+++ Extrait fourni +++
Et se faire communiquer :

* les quantités vendues et le chiffre d'affaires associé pour chacun des produits A et D réalisé depuis le 1er janvier 2019 par la SAM J. à Monaco et dans les pays suivants couverts par un brevet EP 3 125 867 : Allemagne, Autriche, Belgique, Danemark, Espagne, finlande, France, Grèce, Irlande, Islande, Italie, Luxembourg, Monaco, Norvège, Pays-Bas, Pologne, Portugal, République Tchèque, Roumanie, Royaume-Uni, Suède, Suisse et Turquie,

Rechercher sur tous supports papier ou numérique :

* les quantités vendues et le chiffre d'affaires associé pour chacun des produits A et D réalisé depuis le 1er janvier 2019 par la société J. à Monaco et dans les pays suivants couverts par un brevet EP 3 125 867 : Allemagne, Autriche, Belgique, Danemark, Espagne, finlande, France, Grèce, Irlande, Islande, Italie, Luxembourg, Monaco, Norvège, Pays-Bas, Pologne, Portugal, République Tchèque, Roumanie, Royaume-Uni, Suède, Suisse et Turquie,

Autorisons l'huissier instrumentaire dans le cadre de ses missions ci-avant, à copier les parties des fichiers et documents contenant l'identité et les coordonnées des fabricants opérationnels des produits commercialisés sous les noms A et D ainsi que, avec l'assistance de l'expert en affaires réglementaires, en occulter toute autre information confidentielle qui serait identifiée comme telle par toute personne autorisée, à l'exception des informations relatives à l'identité et aux coordonnées des fabricants opérationnels de chaque produit A et D,

Autorisons l'huissier instrumentaire dans le cadre de ses missions ci-avant, à copier les documents comptables et toutes factures et bons de livraison des produits vendus sous les noms A et D ainsi qu'à occulter toute information confidentielle qui serait identifiée comme telle par La société J. à l'exception des informations relatives à la ville et aux pays de destination des produits mentionnés sur ces documents et à occulter toute autre information sans lien avec les produits A et D ;

(…) d'un expert réglementaire »
+++
Consignes d'exercice:
[A] D'après l'extrait, à partir de quelle date faut-il se faire communiquer les quantités vendues des produits A et D ?
[B] Dans le listing, remplacez « photo » par « image » de la ligne contenant « of the street » jusqu'à la fin du listing, bornes comprises, et ne redonnez que ces lignes.
+++ Données enregistrées +++
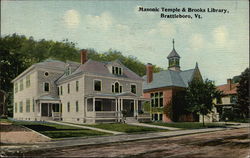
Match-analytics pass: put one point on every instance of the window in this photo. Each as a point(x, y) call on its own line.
point(15, 107)
point(218, 101)
point(27, 105)
point(16, 87)
point(33, 105)
point(68, 71)
point(77, 86)
point(46, 74)
point(116, 88)
point(68, 107)
point(46, 87)
point(233, 99)
point(133, 88)
point(27, 81)
point(97, 85)
point(21, 85)
point(77, 107)
point(68, 88)
point(116, 70)
point(156, 99)
point(160, 117)
point(20, 106)
point(61, 90)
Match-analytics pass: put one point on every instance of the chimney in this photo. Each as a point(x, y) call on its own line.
point(229, 83)
point(149, 72)
point(84, 57)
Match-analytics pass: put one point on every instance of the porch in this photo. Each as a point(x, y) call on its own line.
point(114, 108)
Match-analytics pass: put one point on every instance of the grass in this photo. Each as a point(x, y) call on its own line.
point(189, 125)
point(58, 131)
point(125, 128)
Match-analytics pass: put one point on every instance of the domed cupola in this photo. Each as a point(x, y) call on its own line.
point(174, 60)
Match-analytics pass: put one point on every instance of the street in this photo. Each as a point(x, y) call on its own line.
point(232, 143)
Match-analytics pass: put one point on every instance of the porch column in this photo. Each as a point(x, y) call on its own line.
+++
Solutions complètes:
[A] À partir du 1er janvier 2019.

[B]
Match-analytics pass: put one point on every instance of the street in this image. Each as a point(x, y) call on its own line.
point(232, 143)
Match-analytics pass: put one point on every instance of the porch column in this image. Each as a point(x, y) call on its own line.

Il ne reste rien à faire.